[Beowulf] More about those underwater data centers
Prentice Bisbal
pbisbal at pppl.gov
Mon Nov 5 12:55:23 PST 2018
From the wikipedia page:
> The building is accompanied by a series of artificial lakes: one
> formal lake directly opposite that completes the circle of the
> building, and a further four 'ecology' lakes. Together they contain
> about 50,000 m³ of water. This water is pumped through a series of
> heat exchangers <https://en.wikipedia.org/wiki/Heat_exchanger> to cool
> the building and to dissipate the heat produced by the wind tunnels.
So this water could definitely be used to cool the data center. I wonder
what that extra heat in the water does to the 'ecology' in those
'ecology lakes'.
Prentice
On 11/05/2018 03:51 PM, C Bergström wrote:
> https://en.wikipedia.org/wiki/McLaren_Technology_Centre
>
>
> On Tue, Nov 6, 2018 at 4:50 AM C Bergström <cbergstrom at pathscale.com
> <mailto:cbergstrom at pathscale.com>> wrote:
>
> Building cooling maybe.. Then again in the UK I doubt the need
> would be so strong. The building from aerial view is ying/yang so
> it's probably just design
>
> On Tue, Nov 6, 2018 at 4:46 AM Prentice Bisbal via Beowulf
> <beowulf at beowulf.org <mailto:beowulf at beowulf.org>> wrote:
>
> Yes. Something exactly like that! Is that what that pond is
> used for? I would expect that is much larger than what is
> needed for a typical data center.
********
## WRITTEN PROBLEM 1:
Answer these questions using the post:
(a) Roughly how much water do the lakes hold together?
(b) How many 'ecology' lakes are there in addition to the formal lake?
(c) What shape does the building have when seen from the air, according to C Bergström?
## WRITTEN PROBLEM 2:
From the post, extract the passage starting at "[Beowulf] More about" and ending at "the wind tunnels.".

[Location labeling records]
********
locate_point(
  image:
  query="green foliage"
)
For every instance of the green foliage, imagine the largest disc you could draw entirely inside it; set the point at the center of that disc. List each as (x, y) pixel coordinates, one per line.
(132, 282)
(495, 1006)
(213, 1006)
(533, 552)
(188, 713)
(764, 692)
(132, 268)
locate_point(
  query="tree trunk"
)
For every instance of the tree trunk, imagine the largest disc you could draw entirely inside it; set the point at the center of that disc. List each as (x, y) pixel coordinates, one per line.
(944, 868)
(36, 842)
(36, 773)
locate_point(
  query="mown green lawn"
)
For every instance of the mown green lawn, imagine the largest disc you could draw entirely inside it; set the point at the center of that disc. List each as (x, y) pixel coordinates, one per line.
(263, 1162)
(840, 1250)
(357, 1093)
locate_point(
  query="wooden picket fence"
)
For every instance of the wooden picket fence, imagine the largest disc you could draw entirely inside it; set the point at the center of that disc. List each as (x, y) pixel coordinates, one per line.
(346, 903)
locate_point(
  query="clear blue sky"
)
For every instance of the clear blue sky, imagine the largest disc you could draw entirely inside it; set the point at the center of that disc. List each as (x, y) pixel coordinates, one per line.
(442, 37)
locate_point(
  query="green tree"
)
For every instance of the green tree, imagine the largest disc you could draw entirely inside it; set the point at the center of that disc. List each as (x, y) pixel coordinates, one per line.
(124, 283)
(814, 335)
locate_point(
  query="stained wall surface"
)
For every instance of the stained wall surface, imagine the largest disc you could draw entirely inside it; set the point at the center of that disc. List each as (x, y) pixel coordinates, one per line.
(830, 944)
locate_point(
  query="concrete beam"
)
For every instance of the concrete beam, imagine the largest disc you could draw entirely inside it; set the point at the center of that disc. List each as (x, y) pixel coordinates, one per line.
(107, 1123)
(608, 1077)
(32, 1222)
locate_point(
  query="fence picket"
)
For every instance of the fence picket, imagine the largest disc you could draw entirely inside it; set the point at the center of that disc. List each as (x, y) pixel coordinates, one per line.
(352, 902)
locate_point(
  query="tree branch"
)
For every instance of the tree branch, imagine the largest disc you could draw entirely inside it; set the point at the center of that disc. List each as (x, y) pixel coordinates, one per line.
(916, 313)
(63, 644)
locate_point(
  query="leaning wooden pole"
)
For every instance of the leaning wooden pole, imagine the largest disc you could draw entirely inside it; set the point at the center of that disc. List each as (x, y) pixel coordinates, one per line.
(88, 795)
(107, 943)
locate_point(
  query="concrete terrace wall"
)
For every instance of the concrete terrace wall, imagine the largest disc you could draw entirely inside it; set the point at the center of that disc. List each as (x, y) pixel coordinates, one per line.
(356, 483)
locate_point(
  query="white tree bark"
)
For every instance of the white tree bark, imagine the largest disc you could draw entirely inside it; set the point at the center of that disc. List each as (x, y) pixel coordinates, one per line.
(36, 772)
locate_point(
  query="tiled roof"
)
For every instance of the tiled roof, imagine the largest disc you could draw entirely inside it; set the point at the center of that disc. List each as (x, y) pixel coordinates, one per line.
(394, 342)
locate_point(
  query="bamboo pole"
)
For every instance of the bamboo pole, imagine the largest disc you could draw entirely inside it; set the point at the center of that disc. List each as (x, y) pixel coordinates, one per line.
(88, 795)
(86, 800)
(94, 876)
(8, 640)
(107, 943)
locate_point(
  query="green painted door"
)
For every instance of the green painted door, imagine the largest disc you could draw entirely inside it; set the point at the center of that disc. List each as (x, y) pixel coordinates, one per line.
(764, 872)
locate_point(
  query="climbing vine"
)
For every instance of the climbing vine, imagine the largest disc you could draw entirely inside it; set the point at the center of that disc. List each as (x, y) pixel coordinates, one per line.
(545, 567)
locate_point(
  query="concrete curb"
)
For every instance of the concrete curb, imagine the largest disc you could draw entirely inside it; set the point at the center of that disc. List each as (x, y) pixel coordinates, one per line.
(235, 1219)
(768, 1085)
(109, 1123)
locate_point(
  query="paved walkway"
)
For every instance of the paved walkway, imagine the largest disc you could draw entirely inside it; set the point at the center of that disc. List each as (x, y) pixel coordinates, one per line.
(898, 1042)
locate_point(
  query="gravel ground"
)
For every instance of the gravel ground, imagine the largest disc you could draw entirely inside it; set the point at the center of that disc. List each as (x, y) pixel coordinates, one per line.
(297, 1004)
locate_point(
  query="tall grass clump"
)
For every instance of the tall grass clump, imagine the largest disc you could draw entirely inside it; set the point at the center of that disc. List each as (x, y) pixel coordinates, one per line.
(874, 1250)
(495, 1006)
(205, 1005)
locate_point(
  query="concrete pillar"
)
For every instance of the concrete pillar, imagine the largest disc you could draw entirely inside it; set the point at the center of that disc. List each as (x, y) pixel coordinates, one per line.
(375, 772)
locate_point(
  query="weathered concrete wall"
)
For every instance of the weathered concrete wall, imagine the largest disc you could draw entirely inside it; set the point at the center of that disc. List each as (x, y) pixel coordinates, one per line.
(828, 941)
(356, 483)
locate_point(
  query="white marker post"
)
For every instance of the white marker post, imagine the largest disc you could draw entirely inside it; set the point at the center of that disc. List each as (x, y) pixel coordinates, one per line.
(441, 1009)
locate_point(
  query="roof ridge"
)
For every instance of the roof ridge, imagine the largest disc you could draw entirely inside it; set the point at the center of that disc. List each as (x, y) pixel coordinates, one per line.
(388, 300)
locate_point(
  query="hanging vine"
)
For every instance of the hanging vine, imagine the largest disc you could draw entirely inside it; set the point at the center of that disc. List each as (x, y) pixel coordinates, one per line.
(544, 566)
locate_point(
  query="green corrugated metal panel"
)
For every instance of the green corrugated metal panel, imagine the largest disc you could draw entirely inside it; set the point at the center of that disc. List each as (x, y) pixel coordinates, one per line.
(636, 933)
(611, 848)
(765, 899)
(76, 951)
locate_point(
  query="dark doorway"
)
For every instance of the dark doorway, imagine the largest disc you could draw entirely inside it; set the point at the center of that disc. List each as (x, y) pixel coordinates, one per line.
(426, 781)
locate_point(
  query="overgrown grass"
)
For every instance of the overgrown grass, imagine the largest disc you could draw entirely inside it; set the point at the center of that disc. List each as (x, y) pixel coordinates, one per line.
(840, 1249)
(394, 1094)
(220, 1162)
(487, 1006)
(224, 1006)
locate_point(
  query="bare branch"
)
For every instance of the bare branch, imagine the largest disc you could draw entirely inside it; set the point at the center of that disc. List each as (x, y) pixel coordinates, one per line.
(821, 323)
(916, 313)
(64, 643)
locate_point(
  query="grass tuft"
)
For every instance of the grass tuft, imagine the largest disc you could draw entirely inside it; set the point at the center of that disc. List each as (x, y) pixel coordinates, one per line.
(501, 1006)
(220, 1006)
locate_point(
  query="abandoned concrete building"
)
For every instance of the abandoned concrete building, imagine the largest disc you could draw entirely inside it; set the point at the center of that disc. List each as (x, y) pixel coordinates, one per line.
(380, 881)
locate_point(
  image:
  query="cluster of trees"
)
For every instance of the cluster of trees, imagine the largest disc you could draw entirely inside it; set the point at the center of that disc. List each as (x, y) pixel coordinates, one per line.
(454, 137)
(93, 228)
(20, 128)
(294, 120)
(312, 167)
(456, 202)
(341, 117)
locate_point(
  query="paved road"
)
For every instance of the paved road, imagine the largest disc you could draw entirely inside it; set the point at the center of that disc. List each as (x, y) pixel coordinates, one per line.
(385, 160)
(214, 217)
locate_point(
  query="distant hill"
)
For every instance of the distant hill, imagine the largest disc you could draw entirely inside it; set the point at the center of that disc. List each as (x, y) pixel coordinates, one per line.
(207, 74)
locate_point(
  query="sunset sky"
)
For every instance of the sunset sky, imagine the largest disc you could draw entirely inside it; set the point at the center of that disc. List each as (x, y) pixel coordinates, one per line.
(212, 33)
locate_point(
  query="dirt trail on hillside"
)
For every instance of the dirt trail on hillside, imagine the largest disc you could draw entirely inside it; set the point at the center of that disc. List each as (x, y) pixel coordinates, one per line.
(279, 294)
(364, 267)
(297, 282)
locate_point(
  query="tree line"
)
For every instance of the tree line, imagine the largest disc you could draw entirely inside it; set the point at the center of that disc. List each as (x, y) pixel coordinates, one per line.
********
## FINAL ANSWER 1:
(a) About 50,000 m³.
(b) Four.
(c) Yin/yang.

## FINAL ANSWER 2:
[Beowulf] More about those underwater data centers
Prentice Bisbal
pbisbal at pppl.gov
Mon Nov 5 12:55:23 PST 2018
From the wikipedia page:
> The building is accompanied by a series of artificial lakes: one
> formal lake directly opposite that completes the circle of the
> building, and a further four 'ecology' lakes. Together they contain
> about 50,000 m³ of water. This water is pumped through a series of
> heat exchangers <https://en.wikipedia.org/wiki/Heat_exchanger> to cool
> the building and to dissipate the heat produced by the wind tunnels.